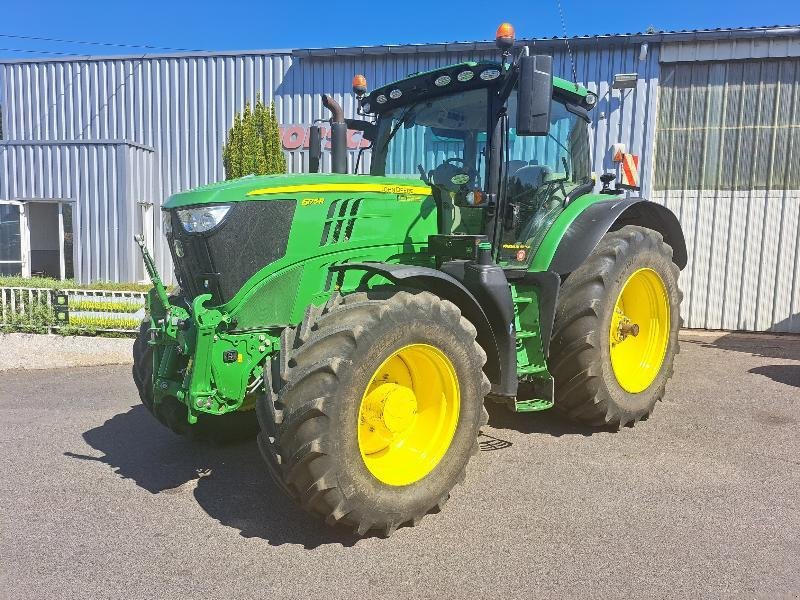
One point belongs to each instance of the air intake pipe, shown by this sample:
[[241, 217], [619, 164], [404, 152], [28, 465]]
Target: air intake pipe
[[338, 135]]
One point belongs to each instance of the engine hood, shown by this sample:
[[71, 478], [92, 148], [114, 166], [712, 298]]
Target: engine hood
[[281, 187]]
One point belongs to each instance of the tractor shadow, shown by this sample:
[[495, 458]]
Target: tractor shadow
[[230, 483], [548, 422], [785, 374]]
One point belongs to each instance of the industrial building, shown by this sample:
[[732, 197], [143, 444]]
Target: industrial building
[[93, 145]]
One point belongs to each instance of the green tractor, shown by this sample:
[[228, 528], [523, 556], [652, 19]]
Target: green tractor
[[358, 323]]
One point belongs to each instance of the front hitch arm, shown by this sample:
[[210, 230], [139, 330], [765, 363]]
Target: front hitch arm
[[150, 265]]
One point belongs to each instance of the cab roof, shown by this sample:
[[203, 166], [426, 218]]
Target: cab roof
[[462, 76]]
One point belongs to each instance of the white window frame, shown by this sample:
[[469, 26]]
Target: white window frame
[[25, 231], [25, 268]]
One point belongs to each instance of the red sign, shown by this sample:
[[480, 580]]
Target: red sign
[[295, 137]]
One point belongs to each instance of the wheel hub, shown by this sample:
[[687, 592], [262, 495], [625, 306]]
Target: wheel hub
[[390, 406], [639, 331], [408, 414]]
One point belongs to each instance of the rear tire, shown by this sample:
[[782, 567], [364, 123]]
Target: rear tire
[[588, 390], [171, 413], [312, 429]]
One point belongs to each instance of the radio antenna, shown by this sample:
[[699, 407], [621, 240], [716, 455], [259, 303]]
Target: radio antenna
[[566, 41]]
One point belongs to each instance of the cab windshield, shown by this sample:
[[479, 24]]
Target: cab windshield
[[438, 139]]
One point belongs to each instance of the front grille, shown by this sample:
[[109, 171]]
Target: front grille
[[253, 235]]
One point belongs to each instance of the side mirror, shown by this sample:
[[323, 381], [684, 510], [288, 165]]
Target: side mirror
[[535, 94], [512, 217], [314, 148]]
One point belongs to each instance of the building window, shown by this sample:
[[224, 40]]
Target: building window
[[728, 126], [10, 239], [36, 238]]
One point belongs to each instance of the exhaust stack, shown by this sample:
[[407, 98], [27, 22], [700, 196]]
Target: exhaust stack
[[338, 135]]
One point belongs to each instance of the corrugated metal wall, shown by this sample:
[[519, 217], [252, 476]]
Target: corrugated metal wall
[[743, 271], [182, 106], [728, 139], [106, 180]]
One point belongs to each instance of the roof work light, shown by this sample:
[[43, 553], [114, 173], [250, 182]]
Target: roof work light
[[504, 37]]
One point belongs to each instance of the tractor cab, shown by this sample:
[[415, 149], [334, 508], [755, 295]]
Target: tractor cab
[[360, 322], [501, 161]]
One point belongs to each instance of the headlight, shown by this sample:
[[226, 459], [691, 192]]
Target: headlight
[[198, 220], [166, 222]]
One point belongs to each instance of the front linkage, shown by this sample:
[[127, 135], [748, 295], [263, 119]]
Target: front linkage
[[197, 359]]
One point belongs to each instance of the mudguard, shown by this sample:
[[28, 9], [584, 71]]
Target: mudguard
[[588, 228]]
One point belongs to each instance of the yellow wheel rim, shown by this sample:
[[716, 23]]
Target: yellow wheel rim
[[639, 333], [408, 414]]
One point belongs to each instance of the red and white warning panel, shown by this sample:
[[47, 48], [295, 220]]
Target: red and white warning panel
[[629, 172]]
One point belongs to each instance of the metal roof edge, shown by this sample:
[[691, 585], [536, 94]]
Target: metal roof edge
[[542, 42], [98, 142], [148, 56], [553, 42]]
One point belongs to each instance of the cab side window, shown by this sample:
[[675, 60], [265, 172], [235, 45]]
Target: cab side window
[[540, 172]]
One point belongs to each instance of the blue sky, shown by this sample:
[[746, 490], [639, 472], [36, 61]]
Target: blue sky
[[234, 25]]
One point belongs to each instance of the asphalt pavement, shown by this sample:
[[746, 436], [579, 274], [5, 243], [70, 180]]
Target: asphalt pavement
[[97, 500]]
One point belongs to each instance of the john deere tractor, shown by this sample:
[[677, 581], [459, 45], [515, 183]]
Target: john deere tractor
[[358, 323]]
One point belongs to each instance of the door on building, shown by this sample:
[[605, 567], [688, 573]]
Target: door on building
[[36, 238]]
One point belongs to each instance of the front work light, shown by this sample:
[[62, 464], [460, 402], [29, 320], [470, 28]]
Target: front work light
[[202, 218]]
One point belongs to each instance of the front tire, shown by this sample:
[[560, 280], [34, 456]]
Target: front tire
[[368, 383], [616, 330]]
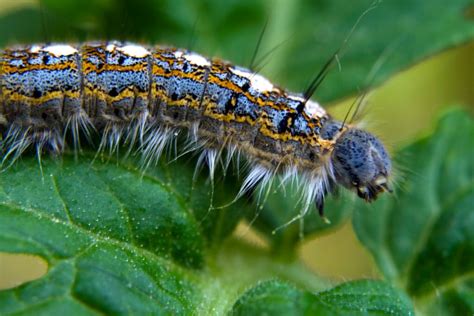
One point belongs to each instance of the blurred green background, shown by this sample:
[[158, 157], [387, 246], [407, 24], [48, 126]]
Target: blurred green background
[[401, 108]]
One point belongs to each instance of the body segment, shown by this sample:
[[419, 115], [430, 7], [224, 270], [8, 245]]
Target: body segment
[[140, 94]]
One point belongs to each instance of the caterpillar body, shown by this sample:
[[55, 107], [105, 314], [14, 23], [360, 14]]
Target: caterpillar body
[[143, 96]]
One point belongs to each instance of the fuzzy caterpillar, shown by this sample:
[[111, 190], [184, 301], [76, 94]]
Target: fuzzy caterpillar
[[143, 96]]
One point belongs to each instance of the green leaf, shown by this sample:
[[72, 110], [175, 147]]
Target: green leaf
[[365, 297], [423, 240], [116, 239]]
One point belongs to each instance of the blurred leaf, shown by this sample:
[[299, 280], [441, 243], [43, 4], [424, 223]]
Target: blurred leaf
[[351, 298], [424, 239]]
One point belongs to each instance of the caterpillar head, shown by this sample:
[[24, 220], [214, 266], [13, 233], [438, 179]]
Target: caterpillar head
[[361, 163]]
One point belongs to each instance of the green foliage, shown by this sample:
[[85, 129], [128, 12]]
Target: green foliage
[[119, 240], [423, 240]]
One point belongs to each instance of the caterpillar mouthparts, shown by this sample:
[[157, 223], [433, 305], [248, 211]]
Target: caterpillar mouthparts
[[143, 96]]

**What you need to do**.
Print the material precisely as given, dropping any images it holds.

**Result for this exercise**.
One point belongs to each instance of the air intake pipe, shown by this sample:
[[241, 217], [619, 164], [404, 152], [28, 465]]
Target: air intake pipe
[[338, 135]]
One point belongs to each instance of the engine hood, shown by this sample:
[[71, 478], [92, 148], [114, 166], [712, 298]]
Target: engine hood
[[281, 187]]
One point belongs to each instance of the tractor shadow, shown by this sample:
[[495, 458]]
Target: tractor shadow
[[230, 483], [548, 422], [785, 374]]
One point belongs to each instance of the industrial building, shown by this sample:
[[732, 197], [143, 444]]
Target: industrial building
[[93, 145]]
One point belongs to each instance of the green tractor, shown by this sample:
[[228, 528], [523, 556], [652, 19]]
Target: green tractor
[[358, 323]]
One point belongs to each instance of the front hitch arm, shown by this sample:
[[210, 230], [139, 330], [765, 363]]
Target: front hitch arm
[[150, 265]]
One point belongs to each instance of the cab roof, shown by this sample:
[[203, 166], [426, 218]]
Target: cab roof
[[462, 76]]
One point belongs to each instance of the white window frame, shown by this sample:
[[469, 26]]
Target: white window frame
[[25, 231], [25, 268]]
One point belongs to each instance of the red sign, shown by this sample:
[[480, 580]]
Target: red sign
[[295, 137]]
One point belongs to each instance of the wheel hub, shown by this sample:
[[687, 592], [262, 495], [625, 306]]
Target: wheel hub
[[390, 406], [639, 331], [408, 414]]
One point belongs to each instance of the rear tire, shown by this sample:
[[782, 567], [364, 123]]
Target: rear tire
[[588, 390], [171, 413], [312, 429]]
One point belongs to each instance of the radio antenna, shown by this sample:
[[699, 407], [621, 240], [716, 455], [259, 303]]
Target: radio antenna
[[566, 41]]
One point belongs to each instance of the cab windshield, shown by this sample:
[[479, 24]]
Target: cab windshield
[[438, 139]]
One point belongs to each instance of the front grille, shown by this sample:
[[109, 171]]
Target: front grille
[[253, 235]]
One point belongs to each instance of the side mirror, shown by this sample:
[[323, 381], [684, 510], [288, 165]]
Target: side mirror
[[535, 94], [512, 217], [314, 148]]
One point belongs to each instance of the building window, shown by this sample:
[[224, 40]]
Target: building window
[[728, 126], [10, 239], [36, 238]]
One point belongs to each instance of the exhaust stack, shown by this sample:
[[407, 98], [27, 22], [700, 196]]
Target: exhaust stack
[[338, 135]]
One point belongs to each instance of the corrugated metal wall, shown by this sample:
[[519, 217], [252, 476]]
Target: corrugated metal wall
[[743, 271], [182, 106], [728, 139], [106, 180]]
One point belongs to each instance of the roof work light, shown by this sample:
[[43, 553], [114, 173], [250, 182]]
Target: roof work light
[[504, 37]]
One point belongs to each instance of the tractor cab, shown by this sample:
[[415, 149], [334, 508], [755, 295]]
Target: tractor cab
[[360, 322], [501, 161]]
One point belongs to each instance of the headlight, shown by this sample:
[[226, 459], [691, 192]]
Target: headlight
[[198, 220], [166, 222]]
One point belongs to each instance of the front linkage, shown by this sample:
[[127, 135], [748, 295], [263, 119]]
Target: front linkage
[[197, 359]]
One point belongs to each instance of the mudguard, shown by this sample:
[[28, 9], [584, 71]]
Target: mudguard
[[588, 228]]
One point belongs to each instance of the yellow wheel rim, shown by this sample:
[[716, 23]]
Target: yellow wheel rim
[[639, 333], [408, 414]]
One point belongs to each instance of the red and white warning panel, shown by this sample:
[[47, 48], [295, 220]]
Target: red and white warning panel
[[629, 172]]
One point belongs to each instance of the metal roof edge, shown by this sample:
[[691, 585], [536, 94]]
Target: metal roof edge
[[542, 42], [98, 142], [148, 56], [553, 42]]
One point belongs to each instance of the cab side window, shown by this sample:
[[675, 60], [265, 172], [235, 45]]
Target: cab side window
[[540, 172]]
One point belongs to each instance of the blue sky, shown by this sample:
[[746, 490], [639, 472], [36, 61]]
Target: blue sky
[[234, 25]]
One point belongs to each instance of the asphalt pavement, shown by this sample:
[[746, 436], [579, 274], [5, 243], [70, 180]]
Target: asphalt pavement
[[97, 500]]
One point belongs to each instance of the john deere tractor, shown by this sample:
[[677, 581], [459, 45], [515, 183]]
Target: john deere tractor
[[358, 323]]
One point belongs to each instance of the door on building, shown by this sample:
[[605, 567], [688, 573]]
Target: door on building
[[36, 238]]
One point belongs to each instance of the front work light, shown by this sample:
[[62, 464], [460, 402], [29, 320], [470, 28]]
Target: front work light
[[202, 218]]
One point belongs to each instance of the front tire, shown by this sample:
[[560, 280], [34, 456]]
Target: front tire
[[368, 383], [616, 330]]
One point belongs to each instance of the blurred green background, shown by this sample:
[[158, 157], [387, 246], [407, 24], [48, 126]]
Target: blurred green background
[[401, 108]]
One point belongs to each instance of the body segment, shown by this sample:
[[419, 115], [430, 7], [224, 270], [8, 245]]
Target: body segment
[[140, 94]]
One point belongs to each instance of the caterpillar body, shown by this sample:
[[55, 107], [105, 314], [14, 23], [360, 14]]
Target: caterpillar body
[[143, 96]]
One point belongs to each instance of the fuzzy caterpillar, shown by this sample:
[[111, 190], [184, 301], [76, 94]]
Target: fuzzy caterpillar
[[143, 96]]
One point belongs to each instance of the green leaf, shown by this sample:
[[72, 110], [175, 147]]
Target: green leaf
[[365, 297], [423, 240], [116, 239]]
One point belongs to each instance of the blurred leaf, shown by this sample:
[[299, 280], [441, 243], [43, 4], [424, 223]]
Target: blurred leaf
[[351, 298], [424, 239]]
One point belongs to each instance of the caterpillar head, shown by this sample:
[[24, 220], [214, 266], [13, 233], [438, 179]]
Target: caterpillar head
[[361, 163]]
One point belongs to each instance of the green foliage, shown by this sample:
[[85, 129], [128, 12]]
Target: green foliage
[[119, 240], [423, 240]]
One point belongs to each instance of the caterpillar mouthparts, shown by this sample:
[[157, 223], [433, 305], [248, 211]]
Target: caterpillar mouthparts
[[143, 96]]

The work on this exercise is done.